--- begin ---

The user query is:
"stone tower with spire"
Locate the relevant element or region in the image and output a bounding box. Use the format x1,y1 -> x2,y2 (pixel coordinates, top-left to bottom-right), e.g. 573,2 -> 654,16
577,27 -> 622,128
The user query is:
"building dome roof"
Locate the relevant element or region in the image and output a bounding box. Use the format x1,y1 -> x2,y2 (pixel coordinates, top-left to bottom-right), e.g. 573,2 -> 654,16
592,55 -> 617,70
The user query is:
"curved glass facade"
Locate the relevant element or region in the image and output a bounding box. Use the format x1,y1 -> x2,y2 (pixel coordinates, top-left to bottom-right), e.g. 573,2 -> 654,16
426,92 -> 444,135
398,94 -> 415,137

--- end ---
--- begin ---

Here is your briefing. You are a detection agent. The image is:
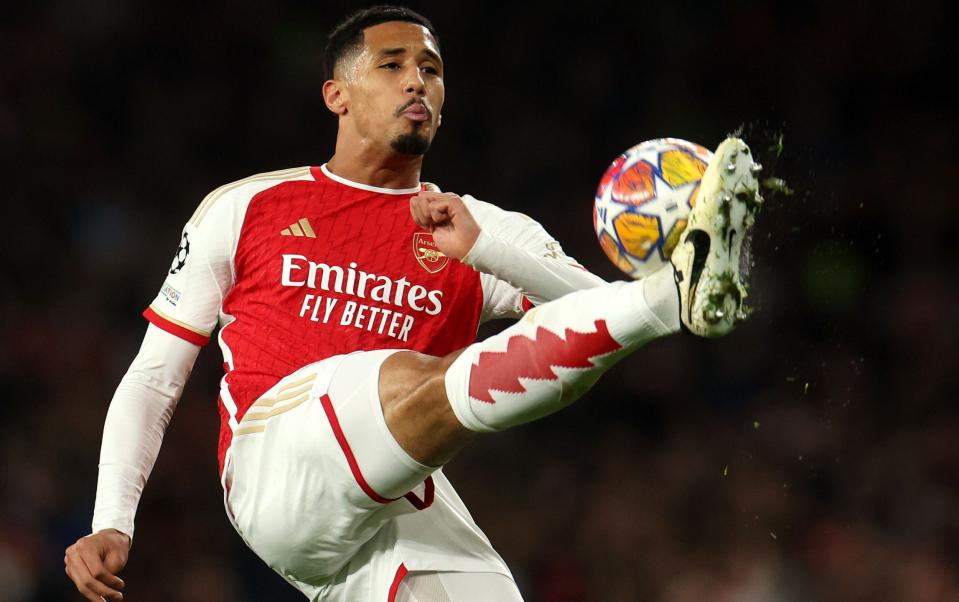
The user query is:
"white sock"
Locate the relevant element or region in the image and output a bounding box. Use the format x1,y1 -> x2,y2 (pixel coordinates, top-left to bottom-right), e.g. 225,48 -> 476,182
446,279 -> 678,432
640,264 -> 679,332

--- end ---

- **WORK TO COMPLETE**
Rewrite the lines between the one holding "Here is your" and the one holding "640,264 -> 679,332", inclusive, substituting "enclosing rectangle" for "bounding box" and keeping everything else the same. Omit the pictures from the output.

- **THE ANSWER**
Here is your briefing. You are a detection agent. The image is:
The user query is:
"white sock"
Locate the relevant element or region in the image and output a enclosing rectangle. Use the format x1,y1 -> x2,y2 (pixel coordinates, top-left to bottom-right), e.g. 225,48 -> 476,182
446,279 -> 678,432
640,264 -> 679,332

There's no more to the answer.